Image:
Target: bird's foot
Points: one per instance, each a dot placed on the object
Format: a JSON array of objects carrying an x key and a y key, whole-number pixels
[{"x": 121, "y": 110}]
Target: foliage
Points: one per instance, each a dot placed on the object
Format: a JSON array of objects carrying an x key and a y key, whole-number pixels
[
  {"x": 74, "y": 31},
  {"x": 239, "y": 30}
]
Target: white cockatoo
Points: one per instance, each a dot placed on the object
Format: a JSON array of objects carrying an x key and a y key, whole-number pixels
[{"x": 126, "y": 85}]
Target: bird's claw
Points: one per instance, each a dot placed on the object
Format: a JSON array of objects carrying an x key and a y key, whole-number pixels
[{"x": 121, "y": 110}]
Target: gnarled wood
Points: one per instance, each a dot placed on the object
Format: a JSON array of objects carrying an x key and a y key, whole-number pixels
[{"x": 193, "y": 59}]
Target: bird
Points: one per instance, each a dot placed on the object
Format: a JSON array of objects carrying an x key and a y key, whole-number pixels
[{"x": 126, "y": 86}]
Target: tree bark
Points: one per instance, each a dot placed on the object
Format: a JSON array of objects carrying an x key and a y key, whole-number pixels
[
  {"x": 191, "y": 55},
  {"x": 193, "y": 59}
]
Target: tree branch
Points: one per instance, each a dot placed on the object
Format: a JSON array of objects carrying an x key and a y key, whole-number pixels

□ □ □

Activity » Return each entry without altering a single word.

Task result »
Image:
Target: bird's foot
Points: one per instance, each a dot placed on the object
Format: a JSON array of objects carrying an x key and a y key, whole-number pixels
[{"x": 121, "y": 110}]
Target: foliage
Points: one per instance, each a dot placed on the object
Format: a JSON array of objects carrying an x key and a y key, whole-number pixels
[
  {"x": 74, "y": 31},
  {"x": 239, "y": 30}
]
Target: white cockatoo
Points: one per instance, each a dot placed on the object
Format: a JSON array of objects carrying an x key and a y key, whole-number pixels
[{"x": 126, "y": 85}]
Target: bird's claw
Points: one per instance, each a dot placed on the object
Format: a JSON array of objects carrying an x key and a y key, whole-number pixels
[{"x": 121, "y": 110}]
Target: gnarled wood
Points: one per instance, each a dot placed on the object
Format: a JSON array of objects carrying an x key and a y key, whole-number pixels
[{"x": 193, "y": 59}]
Target: bird
Points: one per instance, each a dot placed on the object
Format: a JSON array of objects carrying an x key and a y key, whole-number pixels
[{"x": 126, "y": 86}]
Target: tree bark
Points: one per instance, each a dot placed on the object
Format: a JSON array of objects carrying an x key and a y key, whole-number pixels
[
  {"x": 191, "y": 55},
  {"x": 193, "y": 59}
]
Target: tree branch
Points: one per instance, each a dot placed on the object
Format: a JSON array of objects carrying an x key and a y key, whole-number pixels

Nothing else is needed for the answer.